[start]
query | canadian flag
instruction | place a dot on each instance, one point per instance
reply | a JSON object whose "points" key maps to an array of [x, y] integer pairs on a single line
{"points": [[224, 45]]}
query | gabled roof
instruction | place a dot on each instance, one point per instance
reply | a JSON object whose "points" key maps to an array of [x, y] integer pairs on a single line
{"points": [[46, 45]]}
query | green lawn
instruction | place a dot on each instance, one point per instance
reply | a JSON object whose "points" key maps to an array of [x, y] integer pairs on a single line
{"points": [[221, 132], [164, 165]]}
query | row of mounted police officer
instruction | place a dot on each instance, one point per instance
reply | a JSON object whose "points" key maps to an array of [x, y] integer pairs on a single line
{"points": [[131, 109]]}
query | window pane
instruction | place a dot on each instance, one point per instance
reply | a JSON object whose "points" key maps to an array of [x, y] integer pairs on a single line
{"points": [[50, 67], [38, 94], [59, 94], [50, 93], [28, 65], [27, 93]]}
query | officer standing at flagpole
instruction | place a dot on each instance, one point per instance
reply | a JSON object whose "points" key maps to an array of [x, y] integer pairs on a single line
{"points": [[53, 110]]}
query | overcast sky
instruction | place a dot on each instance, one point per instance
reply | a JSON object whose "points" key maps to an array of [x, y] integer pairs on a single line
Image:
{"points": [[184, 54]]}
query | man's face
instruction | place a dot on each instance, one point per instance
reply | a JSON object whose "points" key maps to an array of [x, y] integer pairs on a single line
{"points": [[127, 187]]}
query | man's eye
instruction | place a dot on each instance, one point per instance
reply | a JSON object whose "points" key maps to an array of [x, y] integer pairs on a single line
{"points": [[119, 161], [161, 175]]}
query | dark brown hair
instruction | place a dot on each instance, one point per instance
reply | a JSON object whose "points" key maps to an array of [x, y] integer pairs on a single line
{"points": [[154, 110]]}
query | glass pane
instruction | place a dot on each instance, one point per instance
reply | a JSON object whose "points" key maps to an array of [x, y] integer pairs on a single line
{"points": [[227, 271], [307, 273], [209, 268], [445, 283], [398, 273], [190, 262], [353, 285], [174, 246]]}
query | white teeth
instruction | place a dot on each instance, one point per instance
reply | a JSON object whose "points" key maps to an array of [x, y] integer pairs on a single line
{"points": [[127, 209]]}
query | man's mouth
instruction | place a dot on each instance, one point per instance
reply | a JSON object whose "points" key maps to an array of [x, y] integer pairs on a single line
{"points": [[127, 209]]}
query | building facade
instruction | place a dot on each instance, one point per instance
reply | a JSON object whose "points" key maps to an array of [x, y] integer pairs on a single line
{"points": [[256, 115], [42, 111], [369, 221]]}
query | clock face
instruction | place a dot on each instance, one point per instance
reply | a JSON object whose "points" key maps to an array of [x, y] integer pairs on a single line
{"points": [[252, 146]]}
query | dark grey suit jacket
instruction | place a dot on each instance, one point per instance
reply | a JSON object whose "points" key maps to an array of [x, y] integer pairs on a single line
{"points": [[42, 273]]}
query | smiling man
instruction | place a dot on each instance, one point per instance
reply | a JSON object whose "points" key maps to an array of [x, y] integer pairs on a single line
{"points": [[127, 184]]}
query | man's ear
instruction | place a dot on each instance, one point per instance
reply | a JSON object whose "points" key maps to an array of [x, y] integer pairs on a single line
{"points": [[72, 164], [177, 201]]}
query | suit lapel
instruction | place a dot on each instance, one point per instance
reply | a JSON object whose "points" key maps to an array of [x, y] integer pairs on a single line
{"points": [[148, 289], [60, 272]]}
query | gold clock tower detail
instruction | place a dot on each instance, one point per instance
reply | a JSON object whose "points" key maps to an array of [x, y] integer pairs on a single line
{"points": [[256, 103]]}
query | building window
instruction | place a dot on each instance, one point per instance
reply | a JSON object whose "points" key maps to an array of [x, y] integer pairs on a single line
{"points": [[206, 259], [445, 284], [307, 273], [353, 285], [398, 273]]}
[end]
# [Aim of the task]
Reproduce every item above word for word, without changing anything.

# [Response below]
query | canadian flag
instruction | place a dot on each instance, one point per instance
reply | a JSON object whose "points" key maps to an array of [x, y] integer pairs on a single line
{"points": [[224, 45]]}
query | gabled roof
instruction | place a dot on each instance, one point per instance
reply | a JSON object whose "points" key maps to an array of [x, y] integer pairs on a single line
{"points": [[46, 45]]}
query | green lawn
instruction | place a dot on each instance, one point per instance
reply | a JSON object whose "points" key maps to an array of [x, y] integer pairs on a single line
{"points": [[221, 132], [164, 165]]}
query | row of mounted police officer
instruction | place a dot on each instance, one point per instance
reply | a JSON object whose "points" key maps to an array of [x, y] integer pairs on a single line
{"points": [[131, 109]]}
query | window pane
instruction | place a dot on each instance, one point per instance
reply | a JSON object whose "points" key maps to an array of [x, y] integer pairs on a single line
{"points": [[50, 67], [38, 94], [59, 94], [50, 93], [28, 65], [27, 93]]}
query | officer standing at flagpole
instruction | place a dot on each instance, one point per instance
reply | a JSON object whose "points" key maps to an array of [x, y] integer pairs on a single line
{"points": [[53, 110]]}
query | overcast sky
instruction | place a dot on each instance, one point per instance
reply | a JSON object whose "points" key maps to an array of [x, y] integer pairs on a single line
Image:
{"points": [[184, 54]]}
query | man's face
instruction | place a dot on each instance, one point per instance
reply | a JSON object whose "points" key maps to an array of [x, y] integer pairs on a single line
{"points": [[127, 187]]}
query | man's eye
instruction | place a dot on each instance, one point per instance
reply | a JSON object whose "points" key maps to an array of [x, y] integer pairs on a single line
{"points": [[119, 161], [161, 175]]}
query | dark brown hair
instruction | place a dot on each instance, one point per instance
reply | a JSON object whose "points" key maps to an array of [x, y] integer pairs on a single line
{"points": [[154, 110]]}
query | glass pane
instruction | place a dot on each instance, one point per instance
reply | a JSON object whose "points" key maps to an array of [x, y] integer pairs on a single line
{"points": [[227, 271], [307, 273], [209, 268], [445, 283], [398, 273], [190, 262], [353, 285], [174, 246]]}
query | white teeth
instruction | place a dot on each instance, one point per instance
reply | a JSON object whose "points" key maps to an array of [x, y] integer pairs on a single line
{"points": [[127, 209]]}
query | man's mouth
instruction | place a dot on each instance, one point per instance
reply | a JSON object whose "points" key maps to an array of [x, y] integer pairs on a single line
{"points": [[127, 209]]}
query | building facade
instruction | place a dot on each instance, one point per instance
reply | a JSON object whose "points" key maps to an array of [x, y] integer pairs on a single line
{"points": [[256, 115], [42, 111], [369, 221]]}
query | clock face
instruction | place a dot on each instance, one point per instance
reply | a JSON object whose "points" key maps to an array of [x, y] integer pairs on a single line
{"points": [[252, 146]]}
query | dark grey suit jacket
instruction | place a dot on each instance, one point per instance
reply | a JSON object whose "points" key maps to an array of [x, y] integer pairs on a single line
{"points": [[42, 273]]}
query | smiling man
instruction | place a dot on each instance, one point per instance
reply | a JSON object whose "points" key maps to an array of [x, y] integer pairs on a single line
{"points": [[127, 184]]}
query | man's ear
instruction | place a dot on each instance, one point per instance
reply | a JSON object whose "points" key maps to an array of [x, y] integer pairs on a single line
{"points": [[72, 164], [177, 201]]}
query | suit lapel
instruction | place a dot on each instance, one point per instance
reply | a JSON object whose "points" key maps to an array of [x, y] integer pairs on a single line
{"points": [[148, 289], [60, 272]]}
query | gold clock tower detail
instruction | place a dot on each instance, one point per instance
reply | a JSON object whose "points" key maps to an array of [x, y] integer pairs on a single line
{"points": [[256, 103]]}
query | building window
instruction | place a dot on each instance, one point per instance
reply | a JSON object whose "points" key maps to an array of [x, y] integer pairs on a single line
{"points": [[206, 259], [445, 284], [307, 273], [353, 285], [398, 273]]}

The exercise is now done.